[Reading passage]
P42: From Text to Trends: The Feasibility of LLMs in Quantitative Finance
Rahul Tak (Bucharest University of Economic Studiies)
stand: S14
Predicting stock movements remains a formidable challenge due to the
dynamic nature of financial markets and the impact of external factors
like investor sentiment,macroeconomic events, etc. Conventional
time-series statistical models frequently fail to capture the intricate
nonlinear dependencies and latent market signals present in unstructured
data. Recent advancements in Large Language Models (LLMs) offer new
opportunities to enhance predictive accuracy by integrating textual data
from financial news, social media, and earnings reports. In this study,
we used the Chronos and LLaMA families of LLMs to evaluate the stock
price forecasts generated by combining historical price data with news
sentiment. We compare the performance of LLaMA-3.3, LLaMA-3.1, Chronos,
and a benchmark ARIMA model to assess their efficacy in capturing
temporal patterns and textual signals. Our findings reveal that while
LLaMA-3.3 effectively extracts sentiment cues, all models exhibit
limitations in accurately predicting market direction. Furthermore, our
analysis suggest that market sentiment influences stock returns,
particularly in driving short-term returns changes. By incorporating
news sentiment into LLM prompts, we achieve improved forecasting
performance compared to models relying solely on numerical data. These
results underscore the importance of integrating structured (time
series) and unstructured (sentiment) data for robust financial modeling.
Our study suggests that LLM-driven sentiment analysis holds considerable
promise for traders, analysts, and financial institutions seeking
enhanced market insights. Future research should explore fine-tuning
LLaMA models for domain-specific financial applications and improving
interpretability in investment decision-making processes.
[/Reading passage]
**Prompt 1:** Shorten the paragraph of the abstract on LLMs in stock forecasting that begins "Predicting stock movements remains" into a bulleted list that keeps its main facts.
**Prompt 2:** Continue the abstract on LLMs in stock forecasting, starting after its final sentence.
The lines that come after this text have nothing to do with the work on it.
[Available data]
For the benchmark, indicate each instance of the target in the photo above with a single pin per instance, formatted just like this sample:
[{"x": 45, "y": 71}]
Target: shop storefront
[/Available data]
**Output 1:**
- Predicting stock movements is hard because markets change constantly and are shaped by outside factors such as investor sentiment and macroeconomic events.
- Conventional time-series statistical models often miss the complex nonlinear dependencies and hidden market signals in unstructured data.
- LLMs can improve predictive accuracy by bringing in text from financial news, social media, and earnings reports.
- The study used the Chronos and LLaMA families of LLMs to evaluate stock price forecasts that combine historical prices with news sentiment.
- It compared LLaMA-3.3, LLaMA-3.1, Chronos, and a benchmark ARIMA model.
- LLaMA-3.3 extracted sentiment cues well, but every model had trouble predicting market direction accurately.
- Market sentiment affects stock returns, especially short-term changes in returns.
- Adding news sentiment to LLM prompts produced better forecasts than using numerical data alone.
- Robust financial modeling depends on combining structured (time series) and unstructured (sentiment) data.
- LLM-driven sentiment analysis looks promising for traders, analysts, and financial institutions.
- Future work should fine-tune LLaMA models for domain-specific financial uses and make investment decisions easier to interpret.

**Output 2:**
Keywords: LLMs, LLaMA, Chronos, News sentiment, Time series
forecasting, Stock price
Bibliography
\([1]\) Alamsyah, A., Ayu, S. P., & Rikumahu, B. (2019). "Exploring relationship between headline news sentiment and stock return" In 2019 7th International Conference on Information and Communication Technology (ICoICT). (pp. 1-6). IEEE.
\([2]\) Dubey, A., Jauhri, A., Pandey, A., Kadian, A., Al-Dahle, A., Letman, A., ... & Ganapathy, R. (2024). "The llama 3 herd of models." arXiv preprint, arXiv:2407.21783.
\([3]\) Hossain, A., & Nasser, M. (2011). "Comparison of the finite mixture of ARMA-GARCH, back propagation neural networks and support-vector machines in forecasting financial returns." Journal of Applied Statistics, 38(3), 533-551.
\([4]\) Ansari, A. F., Stella, L., Turkmen, C., Zhang, X., Mercado, P., Shen, H., ... & Wang, Y. (2024). "Chronos: Learning the language of time series." arXiv preprint, arXiv:2403.07815.
\([5]\) Xu, Y., Liang, C., Li, Y., & Huynh, T. L. (2022). "News sentiment and stock return: Evidence from managers’ news coverages." Finance Research Letters, 48, 102959.